## SHORT PROBLEM
Rewrite the data from the line with "the rocky island" to the line with "[43,509,1568,619]", replacing "distant cliff" with "far headland" and leaving everything else unchanged. Give only those lines.

□ □ □ □ □ □ □

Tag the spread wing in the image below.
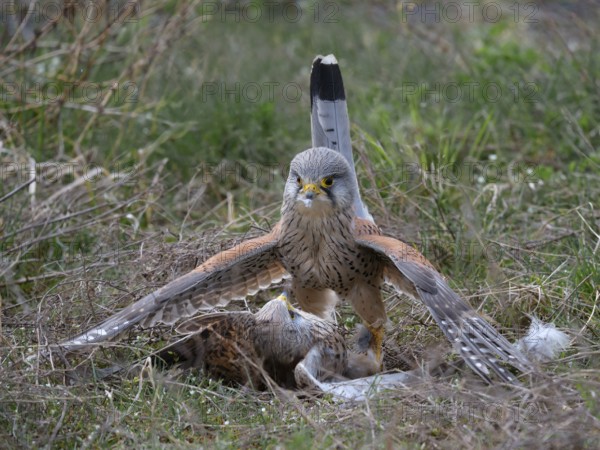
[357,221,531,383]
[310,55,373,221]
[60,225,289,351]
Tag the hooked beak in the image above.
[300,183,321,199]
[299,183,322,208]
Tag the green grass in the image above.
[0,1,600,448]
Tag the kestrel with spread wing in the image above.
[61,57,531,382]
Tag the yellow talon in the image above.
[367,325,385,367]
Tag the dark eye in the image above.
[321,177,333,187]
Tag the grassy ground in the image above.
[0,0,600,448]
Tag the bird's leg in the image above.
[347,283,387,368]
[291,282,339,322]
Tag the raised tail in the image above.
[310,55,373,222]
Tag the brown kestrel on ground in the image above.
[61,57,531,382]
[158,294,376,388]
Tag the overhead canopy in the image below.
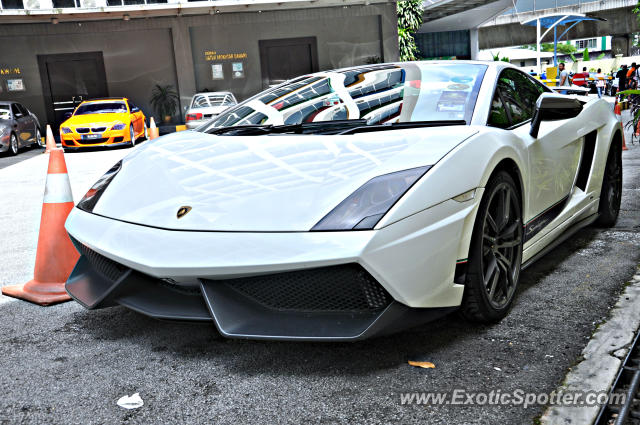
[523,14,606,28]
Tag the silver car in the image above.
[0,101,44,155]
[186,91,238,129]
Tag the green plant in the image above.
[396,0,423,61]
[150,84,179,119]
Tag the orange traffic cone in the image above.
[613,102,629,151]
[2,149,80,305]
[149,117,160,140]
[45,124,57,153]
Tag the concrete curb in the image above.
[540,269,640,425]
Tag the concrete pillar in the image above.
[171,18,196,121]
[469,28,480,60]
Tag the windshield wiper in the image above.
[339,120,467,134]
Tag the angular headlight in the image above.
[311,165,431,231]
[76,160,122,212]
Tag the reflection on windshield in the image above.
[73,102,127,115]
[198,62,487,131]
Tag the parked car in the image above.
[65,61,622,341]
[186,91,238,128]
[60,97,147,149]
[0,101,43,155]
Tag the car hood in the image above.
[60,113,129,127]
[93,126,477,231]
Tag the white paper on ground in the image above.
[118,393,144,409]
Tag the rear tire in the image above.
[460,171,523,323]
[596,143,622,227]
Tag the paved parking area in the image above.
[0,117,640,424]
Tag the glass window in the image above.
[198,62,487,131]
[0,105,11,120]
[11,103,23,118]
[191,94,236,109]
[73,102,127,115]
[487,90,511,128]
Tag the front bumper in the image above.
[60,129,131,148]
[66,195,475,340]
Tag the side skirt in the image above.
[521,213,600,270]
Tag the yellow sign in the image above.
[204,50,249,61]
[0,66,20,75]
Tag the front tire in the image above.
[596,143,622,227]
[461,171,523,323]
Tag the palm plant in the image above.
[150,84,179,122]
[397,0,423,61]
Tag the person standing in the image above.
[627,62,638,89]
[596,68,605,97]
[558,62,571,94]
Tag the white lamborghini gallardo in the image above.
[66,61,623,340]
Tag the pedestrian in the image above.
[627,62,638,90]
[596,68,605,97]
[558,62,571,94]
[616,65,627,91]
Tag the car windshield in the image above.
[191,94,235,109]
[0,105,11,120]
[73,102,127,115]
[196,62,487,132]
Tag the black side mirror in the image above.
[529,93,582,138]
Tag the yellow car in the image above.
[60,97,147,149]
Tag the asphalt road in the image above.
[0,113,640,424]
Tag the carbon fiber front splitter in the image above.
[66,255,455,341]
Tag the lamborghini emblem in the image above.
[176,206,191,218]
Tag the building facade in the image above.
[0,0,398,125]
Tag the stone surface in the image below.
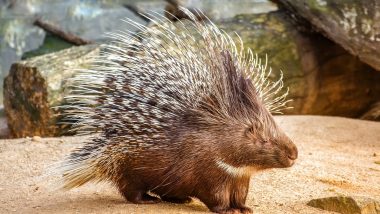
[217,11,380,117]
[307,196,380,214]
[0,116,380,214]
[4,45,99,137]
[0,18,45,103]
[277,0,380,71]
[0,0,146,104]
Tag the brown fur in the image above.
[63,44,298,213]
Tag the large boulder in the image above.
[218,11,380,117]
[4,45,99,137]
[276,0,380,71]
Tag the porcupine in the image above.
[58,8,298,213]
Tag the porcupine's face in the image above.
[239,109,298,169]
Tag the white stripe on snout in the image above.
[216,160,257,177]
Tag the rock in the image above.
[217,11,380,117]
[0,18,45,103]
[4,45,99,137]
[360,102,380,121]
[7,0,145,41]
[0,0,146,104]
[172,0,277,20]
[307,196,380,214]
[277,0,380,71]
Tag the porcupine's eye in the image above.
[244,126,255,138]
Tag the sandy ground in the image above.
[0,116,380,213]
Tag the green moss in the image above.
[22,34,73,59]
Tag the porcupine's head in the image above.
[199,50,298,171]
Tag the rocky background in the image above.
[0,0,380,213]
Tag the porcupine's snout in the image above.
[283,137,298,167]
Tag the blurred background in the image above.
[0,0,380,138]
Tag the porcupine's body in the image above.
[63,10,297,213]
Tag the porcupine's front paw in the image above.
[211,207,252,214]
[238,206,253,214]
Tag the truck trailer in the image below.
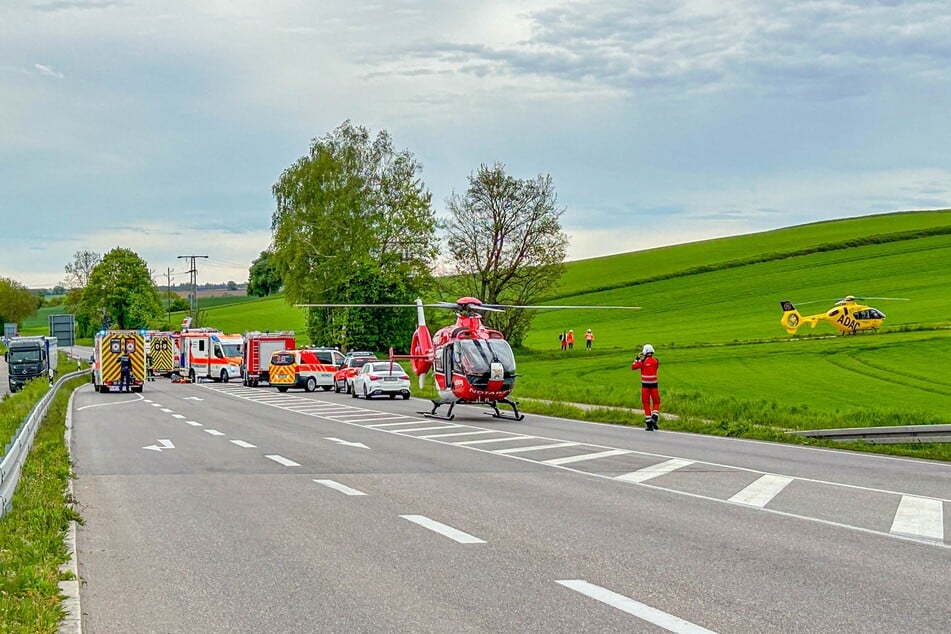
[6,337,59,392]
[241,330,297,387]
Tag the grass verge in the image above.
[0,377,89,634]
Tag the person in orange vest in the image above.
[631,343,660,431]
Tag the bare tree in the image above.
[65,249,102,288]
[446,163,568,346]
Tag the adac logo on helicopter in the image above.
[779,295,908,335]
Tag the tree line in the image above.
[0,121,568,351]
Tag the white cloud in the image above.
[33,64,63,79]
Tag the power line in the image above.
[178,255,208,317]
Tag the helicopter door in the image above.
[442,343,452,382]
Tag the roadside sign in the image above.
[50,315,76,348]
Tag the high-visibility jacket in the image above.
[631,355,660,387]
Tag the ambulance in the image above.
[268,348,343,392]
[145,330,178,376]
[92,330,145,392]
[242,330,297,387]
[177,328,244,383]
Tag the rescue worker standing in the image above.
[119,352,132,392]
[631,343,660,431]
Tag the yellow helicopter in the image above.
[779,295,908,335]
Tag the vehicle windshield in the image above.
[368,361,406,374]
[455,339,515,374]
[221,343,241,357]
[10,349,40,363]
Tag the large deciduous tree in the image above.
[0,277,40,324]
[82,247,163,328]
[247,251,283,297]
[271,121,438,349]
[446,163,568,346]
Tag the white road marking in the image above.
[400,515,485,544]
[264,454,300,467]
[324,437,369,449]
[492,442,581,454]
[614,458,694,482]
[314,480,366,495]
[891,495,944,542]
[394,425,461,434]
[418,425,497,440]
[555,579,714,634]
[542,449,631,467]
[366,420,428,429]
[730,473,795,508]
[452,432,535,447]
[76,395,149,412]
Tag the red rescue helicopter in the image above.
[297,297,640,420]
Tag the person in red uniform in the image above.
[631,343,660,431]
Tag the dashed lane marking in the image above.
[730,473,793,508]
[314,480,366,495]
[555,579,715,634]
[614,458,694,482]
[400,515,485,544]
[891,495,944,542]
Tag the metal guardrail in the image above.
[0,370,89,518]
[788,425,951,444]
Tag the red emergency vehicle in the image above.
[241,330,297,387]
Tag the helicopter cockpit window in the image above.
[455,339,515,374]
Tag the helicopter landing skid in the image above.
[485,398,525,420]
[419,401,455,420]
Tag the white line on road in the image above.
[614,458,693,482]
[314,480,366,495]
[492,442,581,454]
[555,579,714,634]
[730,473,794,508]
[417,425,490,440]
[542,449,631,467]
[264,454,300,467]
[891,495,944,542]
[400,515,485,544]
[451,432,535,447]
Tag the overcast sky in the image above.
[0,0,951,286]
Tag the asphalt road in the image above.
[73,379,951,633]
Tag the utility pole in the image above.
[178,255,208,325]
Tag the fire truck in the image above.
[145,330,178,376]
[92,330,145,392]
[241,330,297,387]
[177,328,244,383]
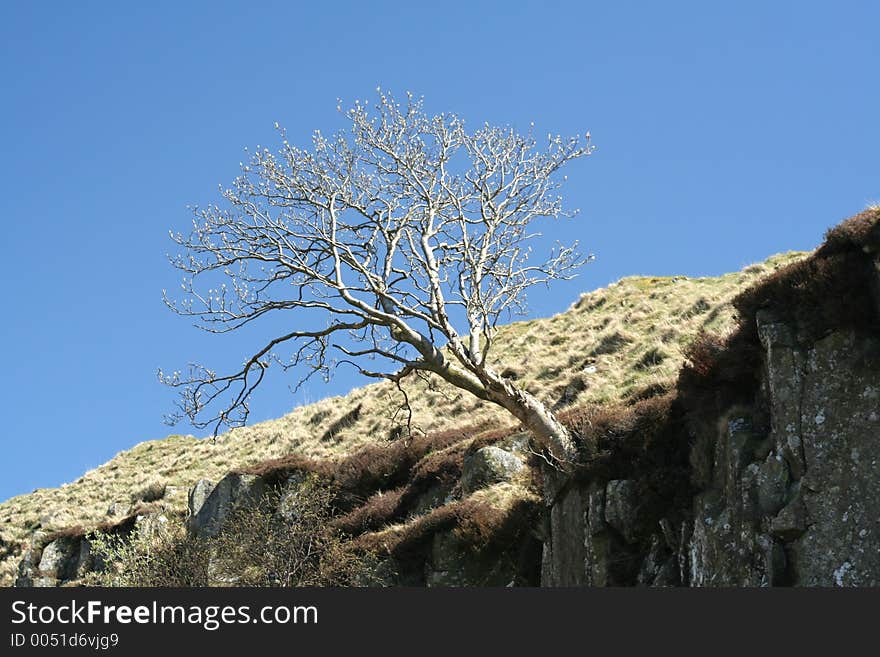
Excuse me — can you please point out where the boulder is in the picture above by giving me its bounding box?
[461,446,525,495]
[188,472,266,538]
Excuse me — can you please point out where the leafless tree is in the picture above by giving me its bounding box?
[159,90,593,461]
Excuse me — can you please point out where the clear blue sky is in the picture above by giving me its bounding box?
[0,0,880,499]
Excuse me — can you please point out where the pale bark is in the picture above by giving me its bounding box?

□ □ □ □ □ □ □

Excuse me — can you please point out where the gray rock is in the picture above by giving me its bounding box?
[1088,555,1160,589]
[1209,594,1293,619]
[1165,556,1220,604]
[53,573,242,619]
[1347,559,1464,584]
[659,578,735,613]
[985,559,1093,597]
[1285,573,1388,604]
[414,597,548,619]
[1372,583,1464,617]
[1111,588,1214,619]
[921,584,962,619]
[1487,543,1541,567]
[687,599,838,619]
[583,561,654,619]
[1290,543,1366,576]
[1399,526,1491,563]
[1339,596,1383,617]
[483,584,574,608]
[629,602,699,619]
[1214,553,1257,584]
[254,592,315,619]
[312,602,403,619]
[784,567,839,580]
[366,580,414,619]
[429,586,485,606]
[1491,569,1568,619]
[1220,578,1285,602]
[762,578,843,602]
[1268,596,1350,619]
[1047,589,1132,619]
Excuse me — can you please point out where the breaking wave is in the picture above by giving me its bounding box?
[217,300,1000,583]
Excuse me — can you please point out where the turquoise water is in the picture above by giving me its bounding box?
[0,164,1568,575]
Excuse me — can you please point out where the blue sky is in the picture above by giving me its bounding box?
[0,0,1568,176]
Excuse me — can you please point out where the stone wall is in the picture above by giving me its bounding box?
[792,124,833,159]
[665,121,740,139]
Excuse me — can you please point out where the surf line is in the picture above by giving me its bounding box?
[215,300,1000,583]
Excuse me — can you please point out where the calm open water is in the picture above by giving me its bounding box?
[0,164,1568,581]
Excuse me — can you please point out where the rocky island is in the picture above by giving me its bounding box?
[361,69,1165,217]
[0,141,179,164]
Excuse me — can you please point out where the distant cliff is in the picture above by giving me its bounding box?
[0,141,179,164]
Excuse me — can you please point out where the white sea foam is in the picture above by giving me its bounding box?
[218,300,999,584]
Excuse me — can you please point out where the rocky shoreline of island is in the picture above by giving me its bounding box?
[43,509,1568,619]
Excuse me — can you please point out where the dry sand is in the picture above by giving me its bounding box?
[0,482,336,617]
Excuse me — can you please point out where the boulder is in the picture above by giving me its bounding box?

□ □ □ □ □ □ □

## TASK RESULT
Excuse me — can you please point out where the rocky island is in the picture above by giving me its bounding box?
[361,69,1165,217]
[0,141,179,164]
Excuse me — can you please point out where the far headland is in the picture above by giving me its bounding box?
[0,141,179,164]
Excuse me — can you please point out where the white sea foam is in the picture above by giving me its bounding box?
[218,300,999,584]
Excuse me — can you please point out where the rocky shoreline of island is in the picture above by giving me its bounding box?
[43,509,1568,619]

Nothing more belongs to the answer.